# Your instructions:
Give back every line of the data below exactly.

Items from a data source:
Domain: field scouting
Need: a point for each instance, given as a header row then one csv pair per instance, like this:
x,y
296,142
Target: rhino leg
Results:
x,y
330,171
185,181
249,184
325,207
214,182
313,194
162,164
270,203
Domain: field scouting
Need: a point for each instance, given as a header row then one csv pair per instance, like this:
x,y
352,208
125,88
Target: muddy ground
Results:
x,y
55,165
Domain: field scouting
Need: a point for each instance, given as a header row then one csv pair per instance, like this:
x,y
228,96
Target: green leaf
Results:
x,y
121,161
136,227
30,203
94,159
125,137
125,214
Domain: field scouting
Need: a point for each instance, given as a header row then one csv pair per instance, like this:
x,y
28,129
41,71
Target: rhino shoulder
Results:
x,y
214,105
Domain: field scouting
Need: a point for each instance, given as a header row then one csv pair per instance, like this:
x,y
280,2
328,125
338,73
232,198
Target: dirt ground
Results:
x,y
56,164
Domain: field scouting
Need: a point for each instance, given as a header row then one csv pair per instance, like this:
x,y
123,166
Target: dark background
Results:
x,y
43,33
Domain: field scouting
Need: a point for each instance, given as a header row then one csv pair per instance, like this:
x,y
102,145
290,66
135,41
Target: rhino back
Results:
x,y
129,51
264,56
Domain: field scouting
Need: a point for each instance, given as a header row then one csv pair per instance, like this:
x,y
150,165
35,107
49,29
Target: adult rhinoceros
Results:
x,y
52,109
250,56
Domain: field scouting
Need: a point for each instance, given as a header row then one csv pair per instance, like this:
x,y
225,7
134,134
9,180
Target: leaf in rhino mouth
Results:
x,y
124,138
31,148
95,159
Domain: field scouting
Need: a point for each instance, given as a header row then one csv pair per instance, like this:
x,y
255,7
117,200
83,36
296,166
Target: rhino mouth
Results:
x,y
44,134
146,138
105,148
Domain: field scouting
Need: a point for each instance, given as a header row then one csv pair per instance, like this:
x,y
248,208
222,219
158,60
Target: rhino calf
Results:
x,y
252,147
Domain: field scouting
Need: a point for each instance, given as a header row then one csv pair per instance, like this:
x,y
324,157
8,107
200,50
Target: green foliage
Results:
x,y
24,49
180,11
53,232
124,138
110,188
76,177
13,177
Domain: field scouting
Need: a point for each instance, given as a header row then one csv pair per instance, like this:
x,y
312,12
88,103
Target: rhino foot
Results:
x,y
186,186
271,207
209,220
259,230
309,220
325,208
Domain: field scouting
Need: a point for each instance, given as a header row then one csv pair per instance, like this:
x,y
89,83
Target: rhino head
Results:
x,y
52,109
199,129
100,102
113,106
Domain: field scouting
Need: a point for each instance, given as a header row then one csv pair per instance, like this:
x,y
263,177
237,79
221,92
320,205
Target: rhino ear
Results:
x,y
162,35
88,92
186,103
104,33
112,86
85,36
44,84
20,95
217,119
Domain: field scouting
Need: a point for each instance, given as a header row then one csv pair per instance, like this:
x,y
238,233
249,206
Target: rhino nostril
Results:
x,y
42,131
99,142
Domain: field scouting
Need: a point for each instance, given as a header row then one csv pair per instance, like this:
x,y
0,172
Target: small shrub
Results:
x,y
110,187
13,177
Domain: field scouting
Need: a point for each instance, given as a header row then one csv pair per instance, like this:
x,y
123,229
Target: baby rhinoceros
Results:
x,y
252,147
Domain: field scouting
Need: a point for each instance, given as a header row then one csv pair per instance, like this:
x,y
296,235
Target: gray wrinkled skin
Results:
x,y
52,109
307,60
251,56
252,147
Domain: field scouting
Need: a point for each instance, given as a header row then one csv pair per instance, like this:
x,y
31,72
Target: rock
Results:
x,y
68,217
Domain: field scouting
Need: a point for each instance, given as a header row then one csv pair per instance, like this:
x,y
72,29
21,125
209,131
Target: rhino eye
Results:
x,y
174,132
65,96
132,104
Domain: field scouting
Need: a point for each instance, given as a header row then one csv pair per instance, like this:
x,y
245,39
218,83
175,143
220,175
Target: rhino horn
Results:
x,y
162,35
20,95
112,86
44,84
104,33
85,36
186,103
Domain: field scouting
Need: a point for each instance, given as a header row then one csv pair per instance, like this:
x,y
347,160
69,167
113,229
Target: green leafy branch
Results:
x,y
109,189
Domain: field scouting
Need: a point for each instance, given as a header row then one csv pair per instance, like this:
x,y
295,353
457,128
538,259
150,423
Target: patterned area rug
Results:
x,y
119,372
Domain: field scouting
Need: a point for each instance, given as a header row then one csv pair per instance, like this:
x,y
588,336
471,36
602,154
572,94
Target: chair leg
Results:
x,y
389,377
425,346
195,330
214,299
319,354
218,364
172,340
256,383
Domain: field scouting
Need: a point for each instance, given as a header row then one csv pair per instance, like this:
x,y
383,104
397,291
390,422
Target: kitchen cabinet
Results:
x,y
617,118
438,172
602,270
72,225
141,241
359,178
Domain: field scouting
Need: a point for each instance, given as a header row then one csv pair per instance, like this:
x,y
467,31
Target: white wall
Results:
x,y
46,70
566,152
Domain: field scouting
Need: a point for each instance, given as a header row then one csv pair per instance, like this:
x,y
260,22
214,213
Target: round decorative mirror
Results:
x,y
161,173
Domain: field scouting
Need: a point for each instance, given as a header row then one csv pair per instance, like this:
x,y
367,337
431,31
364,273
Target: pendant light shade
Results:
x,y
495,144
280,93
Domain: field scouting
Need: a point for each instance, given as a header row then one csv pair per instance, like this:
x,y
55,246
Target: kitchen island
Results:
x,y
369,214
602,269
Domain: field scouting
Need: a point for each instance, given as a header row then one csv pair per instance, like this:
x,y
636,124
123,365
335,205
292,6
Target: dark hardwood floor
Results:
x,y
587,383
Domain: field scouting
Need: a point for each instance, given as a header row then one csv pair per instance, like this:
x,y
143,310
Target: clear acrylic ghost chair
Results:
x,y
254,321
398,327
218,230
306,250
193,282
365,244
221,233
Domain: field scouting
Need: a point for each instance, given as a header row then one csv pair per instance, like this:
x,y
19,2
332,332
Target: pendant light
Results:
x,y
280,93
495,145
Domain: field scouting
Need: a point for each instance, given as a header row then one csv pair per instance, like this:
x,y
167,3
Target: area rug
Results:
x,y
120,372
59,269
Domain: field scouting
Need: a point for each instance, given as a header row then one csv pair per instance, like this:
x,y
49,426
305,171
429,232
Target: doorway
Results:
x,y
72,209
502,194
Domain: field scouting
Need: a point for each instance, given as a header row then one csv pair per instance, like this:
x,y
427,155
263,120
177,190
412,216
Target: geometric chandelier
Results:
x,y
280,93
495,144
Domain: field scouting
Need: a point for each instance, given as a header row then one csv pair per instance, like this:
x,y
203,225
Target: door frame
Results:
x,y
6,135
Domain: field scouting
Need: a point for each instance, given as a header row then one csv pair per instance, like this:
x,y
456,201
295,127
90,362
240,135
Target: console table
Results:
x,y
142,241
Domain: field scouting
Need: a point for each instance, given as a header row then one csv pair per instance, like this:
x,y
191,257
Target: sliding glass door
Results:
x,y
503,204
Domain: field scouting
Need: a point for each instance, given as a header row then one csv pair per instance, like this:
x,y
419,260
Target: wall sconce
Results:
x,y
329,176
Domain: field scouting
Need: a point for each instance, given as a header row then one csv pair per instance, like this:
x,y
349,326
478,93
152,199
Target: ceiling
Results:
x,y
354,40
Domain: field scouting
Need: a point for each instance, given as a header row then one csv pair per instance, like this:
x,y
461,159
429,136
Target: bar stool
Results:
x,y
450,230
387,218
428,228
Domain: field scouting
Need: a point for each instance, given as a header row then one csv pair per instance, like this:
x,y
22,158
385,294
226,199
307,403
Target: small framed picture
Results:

# Output for this task:
Domain: field scouting
Need: a point for each instance, given as a header row then one csv pair per instance, like this:
x,y
296,142
Target: rhino leg
Results:
x,y
330,171
185,181
249,184
325,207
214,182
313,194
162,164
270,203
Domain: field scouting
Need: a point for each instance, given as a header row then one csv pair per instance, like this:
x,y
352,208
125,88
Target: muddy ground
Results:
x,y
55,165
Domain: field scouting
Need: a point for each instance, given as a header row then one csv pair per instance, like this:
x,y
228,96
Target: green leaf
Results:
x,y
121,161
136,227
30,203
94,159
125,137
125,214
Domain: field scouting
Need: a point for each instance, given as a header row then one csv pair per instance, like this:
x,y
28,129
41,71
Target: rhino shoulder
Results:
x,y
214,105
Domain: field scouting
Need: a point for each instance, given as a header row then one csv pair per instance, like this:
x,y
280,2
328,125
338,73
232,198
Target: dirt ground
Results:
x,y
56,164
Domain: field scouting
Need: a point for each instance, given as a header row then one csv pair per instance, like this:
x,y
123,166
Target: dark background
Results:
x,y
43,33
Domain: field scouting
Need: a point for each instance, given as a header row then one csv pair per instance, like this:
x,y
102,145
290,66
135,41
Target: rhino back
Results:
x,y
129,51
264,56
Domain: field scouting
Need: a point for each instance, given as a header row then one csv pair per instance, like this:
x,y
150,165
35,107
49,29
Target: adult rhinoceros
Results:
x,y
52,109
250,56
Domain: field scouting
Need: a point for each instance, given as a header row then one csv pair per instance, like this:
x,y
225,7
134,134
9,180
Target: leaf in rhino mouth
Results:
x,y
124,138
31,148
95,159
Domain: field scouting
Need: a point for each instance, given as a header row then one csv pair per instance, like this:
x,y
255,7
117,200
83,36
296,166
Target: rhino mouth
Results:
x,y
44,134
146,138
105,148
Domain: field scouting
Need: a point for each instance, given as a header row then one csv pair per instance, like this:
x,y
248,208
222,219
158,60
Target: rhino calf
Results:
x,y
252,147
Domain: field scouting
Need: a point for each instance, given as a header row then one csv pair per instance, like this:
x,y
324,157
8,107
200,50
Target: green foliage
Results:
x,y
24,49
180,11
53,232
124,138
110,188
76,177
13,177
Domain: field scouting
Need: a point for each instance, given as a header row then one csv pair per instance, like this:
x,y
312,12
88,103
Target: rhino foot
Results:
x,y
186,186
271,207
209,220
259,230
309,220
325,208
Domain: field scouting
Need: a point for each instance, given as a header row then one csv pair per instance, like this:
x,y
89,83
Target: rhino head
Results:
x,y
52,109
199,129
100,102
113,106
Domain: field scouting
Need: a point for each instance, given as a header row then one csv pair per instance, like this:
x,y
263,177
237,79
221,92
320,205
Target: rhino ear
Results:
x,y
162,35
88,92
186,103
104,33
112,86
85,36
44,84
20,95
217,119
Domain: field scouting
Need: a point for each instance, given as a header row then one csv pair per instance, like this:
x,y
238,233
249,206
Target: rhino nostril
Results:
x,y
42,131
99,142
Domain: field scouting
Need: a point for each instance, given as a header row then one csv pair per instance, like this:
x,y
0,172
Target: small shrub
Results:
x,y
110,187
13,177
Domain: field scouting
Need: a point for each instance, given as a header row then one csv pair per instance, like this:
x,y
123,229
Target: baby rhinoceros
Results:
x,y
252,147
Domain: field scouting
Need: a point for each instance, given as a header row then one csv pair per instance, like this:
x,y
296,235
Target: gray wrinkled skin
Results:
x,y
52,109
307,60
251,56
252,147
Domain: field scouting
Need: a point for each instance, given as a header row then one csv pair per instance, like this:
x,y
31,72
Target: rock
Results:
x,y
68,217
Domain: field scouting
Need: a point for each instance, given as a header row then one csv pair per instance, like this:
x,y
72,29
21,125
209,131
Target: rhino eye
Results:
x,y
174,132
65,96
132,104
Domain: field scouting
Need: a point for each instance, given as a header row then one csv pair per instance, like this:
x,y
245,39
218,83
175,143
220,175
Target: rhino horn
Results:
x,y
162,35
20,95
112,86
44,84
104,33
85,36
186,103
Domain: field scouting
Need: a point for each instance, given as a header row then one csv pair per instance, like this:
x,y
347,160
69,167
113,229
Target: green leafy branch
Results:
x,y
109,189
Domain: field scouting
Need: a point for each instance, given as a header row then one csv pair per instance, like this:
x,y
295,353
457,128
538,259
150,423
Target: patterned area rug
Results:
x,y
119,372
Domain: field scouting
Need: a point for each instance, given as a header row then one csv pair per instance, like this:
x,y
588,336
471,36
602,154
572,94
Target: chair leg
Results:
x,y
389,377
425,346
195,330
214,299
319,354
218,364
172,340
256,383
Domain: field scouting
Need: a point for each instance, given as a header row then one csv pair per instance, like this:
x,y
383,104
397,291
390,422
Target: kitchen cabinet
Results:
x,y
617,118
438,172
602,270
72,225
141,241
359,178
Domain: field scouting
Need: a point for each instance, given as a header row then one csv pair per instance, like this:
x,y
467,31
Target: white wall
Results:
x,y
46,70
566,152
Domain: field scouting
Need: a point for each instance, given as a header row then one csv pair per instance, like this:
x,y
260,22
214,213
Target: round decorative mirror
Results:
x,y
161,173
Domain: field scouting
Need: a point for each instance, given as a header row then one csv pair per instance, like this:
x,y
367,337
431,31
364,273
Target: pendant light shade
Results:
x,y
495,144
280,93
Domain: field scouting
Need: a point for each instance, given as a header row then one csv pair per instance, like this:
x,y
55,246
Target: kitchen island
Results:
x,y
369,214
602,269
Domain: field scouting
Need: a point for each instance, given as a header row then one csv pair per instance, like this:
x,y
636,124
123,365
335,205
292,6
Target: dark hardwood floor
Results:
x,y
587,383
Domain: field scouting
Need: a point for each instance, given as a header row then one csv pair per instance, like this:
x,y
143,310
Target: clear acrylic ghost chair
Results:
x,y
254,321
398,327
218,230
306,250
193,282
365,244
221,233
Domain: field scouting
Need: a point for each instance, given as a header row then one csv pair per instance, like this:
x,y
19,2
332,332
Target: pendant light
Results:
x,y
280,93
495,145
Domain: field scouting
Need: a point for each instance, given as a header row then one csv pair per instance, like this:
x,y
167,3
Target: area rug
Results:
x,y
120,372
59,269
Domain: field scouting
Need: a point for each instance, given as a header row then one csv pair per instance, like this:
x,y
49,426
305,171
429,232
Target: doorway
Results:
x,y
72,209
502,194
Domain: field scouting
Need: a point for each instance, given as a header row then one csv pair per instance, like this:
x,y
427,155
263,120
177,190
412,216
Target: geometric chandelier
Results:
x,y
280,93
495,144
Domain: field scouting
Need: a point for each instance, given as a header row then one csv pair per instance, like this:
x,y
203,225
Target: door frame
Results:
x,y
6,135
Domain: field scouting
Need: a point for each instance, given as a header row then one csv pair per instance, like this:
x,y
456,201
295,127
90,362
240,135
Target: console table
Results:
x,y
142,241
Domain: field scouting
Need: a point for each instance, given as a header row then one csv pair per instance, like this:
x,y
191,257
Target: sliding glass door
Results:
x,y
503,204
Domain: field scouting
Need: a point for each instance, given as a header row then one csv pair per instance, like this:
x,y
419,260
Target: wall sconce
Results:
x,y
329,176
Domain: field scouting
Need: a point for each instance, given as a header row then one csv pair per instance, like this:
x,y
349,326
478,93
152,199
Target: ceiling
Results:
x,y
354,40
Domain: field scouting
Need: a point for each instance, given as a header row then one csv pair per instance, like this:
x,y
461,159
429,136
Target: bar stool
Results:
x,y
450,230
387,218
428,228
Domain: field scouting
Need: a point for each instance, given as a header row then one csv pair per instance, like this:
x,y
22,158
385,294
226,199
307,403
Target: small framed picture
Results:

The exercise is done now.